*Data records*.
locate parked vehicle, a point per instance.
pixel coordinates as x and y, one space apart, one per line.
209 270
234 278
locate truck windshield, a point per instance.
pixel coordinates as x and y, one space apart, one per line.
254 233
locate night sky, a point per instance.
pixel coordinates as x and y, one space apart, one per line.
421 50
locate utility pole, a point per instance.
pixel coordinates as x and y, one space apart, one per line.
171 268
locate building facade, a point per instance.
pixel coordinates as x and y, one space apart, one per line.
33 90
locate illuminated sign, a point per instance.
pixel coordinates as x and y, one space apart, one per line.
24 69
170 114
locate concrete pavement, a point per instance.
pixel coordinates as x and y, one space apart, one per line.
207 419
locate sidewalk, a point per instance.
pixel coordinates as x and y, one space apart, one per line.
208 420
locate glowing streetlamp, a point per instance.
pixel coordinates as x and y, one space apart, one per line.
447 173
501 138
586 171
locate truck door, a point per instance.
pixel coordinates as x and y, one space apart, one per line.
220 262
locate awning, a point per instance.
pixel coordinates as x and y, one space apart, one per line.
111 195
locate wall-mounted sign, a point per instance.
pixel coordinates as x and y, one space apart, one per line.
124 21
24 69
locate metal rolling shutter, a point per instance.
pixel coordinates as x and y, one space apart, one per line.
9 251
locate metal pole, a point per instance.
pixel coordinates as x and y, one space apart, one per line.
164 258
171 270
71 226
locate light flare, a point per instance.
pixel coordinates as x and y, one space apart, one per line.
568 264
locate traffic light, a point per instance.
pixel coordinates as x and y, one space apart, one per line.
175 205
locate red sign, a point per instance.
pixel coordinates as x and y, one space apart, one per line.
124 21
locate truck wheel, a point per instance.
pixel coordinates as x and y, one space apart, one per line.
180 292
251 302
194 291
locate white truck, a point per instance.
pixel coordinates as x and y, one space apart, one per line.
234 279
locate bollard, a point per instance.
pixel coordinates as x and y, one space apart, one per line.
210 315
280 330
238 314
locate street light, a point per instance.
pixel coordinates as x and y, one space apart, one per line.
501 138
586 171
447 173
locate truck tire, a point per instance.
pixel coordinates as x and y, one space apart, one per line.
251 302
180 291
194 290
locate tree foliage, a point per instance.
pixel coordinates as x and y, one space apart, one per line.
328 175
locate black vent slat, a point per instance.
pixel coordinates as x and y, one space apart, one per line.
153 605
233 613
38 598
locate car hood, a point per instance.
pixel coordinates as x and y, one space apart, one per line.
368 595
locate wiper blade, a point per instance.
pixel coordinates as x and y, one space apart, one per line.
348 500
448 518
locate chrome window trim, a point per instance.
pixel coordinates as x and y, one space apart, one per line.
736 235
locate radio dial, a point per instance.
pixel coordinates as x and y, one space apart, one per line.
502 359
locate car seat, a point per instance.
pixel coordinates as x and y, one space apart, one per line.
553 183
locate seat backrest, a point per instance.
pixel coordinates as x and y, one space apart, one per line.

*Requirement*.
Rewrite every line of the records above as a Markdown table with the columns "Row" and "Line," numbering each line in order and omitting blank lines.

*Exercise answer*.
| Row | Line |
|---|---|
| 1 | locate parked vehicle, a point per instance. |
| 2 | pixel coordinates as x and y, one space apart, one per line. |
| 3 | 209 270 |
| 4 | 234 278 |
| 5 | locate truck windshield, a point per instance. |
| 6 | pixel coordinates as x and y, one space apart, one per line. |
| 7 | 254 233 |
| 8 | locate night sky, a point per instance. |
| 9 | pixel coordinates as x and y, one space apart, one per line. |
| 10 | 421 50 |
| 11 | locate utility pole, a point per instance. |
| 12 | pixel coordinates as x and y, one space apart, one per line. |
| 13 | 171 268 |
| 14 | locate building facade, a point per instance. |
| 15 | pixel coordinates as x and y, one space apart, one per line. |
| 16 | 33 90 |
| 17 | locate illuminated sign, a point per instance. |
| 18 | pixel coordinates as x and y, one space apart, one per line. |
| 19 | 24 69 |
| 20 | 170 114 |
| 21 | locate concrete pavement, a point per instance. |
| 22 | pixel coordinates as x and y, one space apart, one per line. |
| 23 | 207 419 |
| 24 | locate sidewalk, a point per instance. |
| 25 | pixel coordinates as x and y, one space apart, one per line. |
| 26 | 208 420 |
| 27 | locate glowing streetlamp, a point per instance. |
| 28 | pixel coordinates as x and y, one space apart, one per line. |
| 29 | 447 173 |
| 30 | 501 138 |
| 31 | 586 171 |
| 32 | locate truck door, a point per instance. |
| 33 | pixel coordinates as x and y, one space apart, one per line. |
| 34 | 220 262 |
| 35 | locate awning, a point per instance. |
| 36 | pixel coordinates as x and y, one space apart, one per line. |
| 37 | 111 195 |
| 38 | locate wall-mounted sign, a point per instance. |
| 39 | pixel coordinates as x and y, one space apart, one per line. |
| 40 | 124 21 |
| 41 | 24 69 |
| 42 | locate metal rolling shutter, a point per instance. |
| 43 | pixel coordinates as x and y, one space apart, one per line. |
| 44 | 9 251 |
| 45 | locate metal pole, a point per instance. |
| 46 | pixel coordinates as x and y, one space apart, one per line. |
| 47 | 164 258 |
| 48 | 171 270 |
| 49 | 71 226 |
| 50 | locate light flare, a point per instance. |
| 51 | pixel coordinates as x and y, one space apart, one per line. |
| 52 | 568 264 |
| 53 | locate traffic light, a point per instance. |
| 54 | pixel coordinates as x and y, one space apart, one per line. |
| 55 | 175 205 |
| 56 | locate red sign, a point per instance. |
| 57 | pixel coordinates as x and y, one space apart, one per line. |
| 58 | 124 21 |
| 59 | locate truck wheel, a point per instance. |
| 60 | pixel coordinates as x and y, one space apart, one per line. |
| 61 | 180 292 |
| 62 | 251 302 |
| 63 | 194 291 |
| 64 | locate white truck, a point per instance. |
| 65 | pixel coordinates as x and y, one space apart, one per line. |
| 66 | 234 279 |
| 67 | locate bollard, a point per instance. |
| 68 | pixel coordinates as x and y, one space apart, one per line. |
| 69 | 210 315 |
| 70 | 280 330 |
| 71 | 238 314 |
| 72 | locate street light, a point per instance. |
| 73 | pixel coordinates as x and y, one space apart, one per line. |
| 74 | 501 138 |
| 75 | 586 171 |
| 76 | 447 173 |
| 77 | locate truck tire, a point per instance. |
| 78 | pixel coordinates as x and y, one space apart, one per line. |
| 79 | 251 302 |
| 80 | 180 291 |
| 81 | 194 290 |
| 82 | locate tree foliage, a point per instance. |
| 83 | pixel coordinates as x and y, one space apart, one per line. |
| 84 | 328 175 |
| 85 | locate black vent slat, a point per instance. |
| 86 | pixel coordinates as x and y, one space apart, one per line. |
| 87 | 153 605 |
| 88 | 233 613 |
| 89 | 38 598 |
| 90 | locate car hood, a point per instance. |
| 91 | pixel coordinates as x and y, one space apart, one per line. |
| 92 | 368 595 |
| 93 | locate wiper blade, a point per instance. |
| 94 | pixel coordinates as x and y, one space apart, one per line. |
| 95 | 348 500 |
| 96 | 448 518 |
| 97 | locate chrome window trim, a point per instance. |
| 98 | pixel coordinates as x and y, one space apart, one per line. |
| 99 | 736 235 |
| 100 | locate radio dial, a point per instance. |
| 101 | pixel coordinates as x and y, one space apart, one per line. |
| 102 | 502 359 |
| 103 | locate car seat, a point per instance. |
| 104 | pixel coordinates as x and y, one space apart, one per line. |
| 105 | 553 183 |
| 106 | locate seat backrest, a point per instance. |
| 107 | pixel coordinates as x and y, one space apart, one per line. |